In the article about the artist's residency at the Institute for Molecular Bioscience, which facility do Dr Nick Hamilton and John Griffin use to produce images of cells?

- [DOCUMENT EXTRACT]:
+++

24 August 2012

A young artist recovering from cancer has teamed up with researchers from The University of Queensland’s Institute for Molecular Bioscience (IMB) to understand the molecular changes in her body that occurred during the disease.

“I’m a very visual person, so when I was first diagnosed with cancer, I was trying to imagine what my cells would look like as they changed in response to the disease,” artist Joannah Underhill said.

Ms Underhill hopes to use her IMB residency to create art that both expresses her journey and educates people about biology, medicine and research.

It’s a confluence of science and art that collaborator Dr Nick Hamilton, a world leader in scientific visualisation, fully supports.

“It’s a unique visual world we have available to us at IMB and I’ve always thought artists could interpret and make sense of our images in a very different way from scientists,” Dr Hamilton said.

He and microscopy expert John Griffin use the ACRF Cancer Biology Imaging Facility at IMB to produce images of diseased and healthy cells that are used by researchers throughout the institute to study cancer.

Ms Underhill adopts these pictures, including some of her own immune cells, as inspiration for her work.

+++

- [STORED DATA]:

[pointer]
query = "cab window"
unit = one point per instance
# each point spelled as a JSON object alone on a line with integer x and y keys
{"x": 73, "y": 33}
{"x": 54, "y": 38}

+++

- [TASK RESULT]:
The ACRF Cancer Biology Imaging Facility at IMB.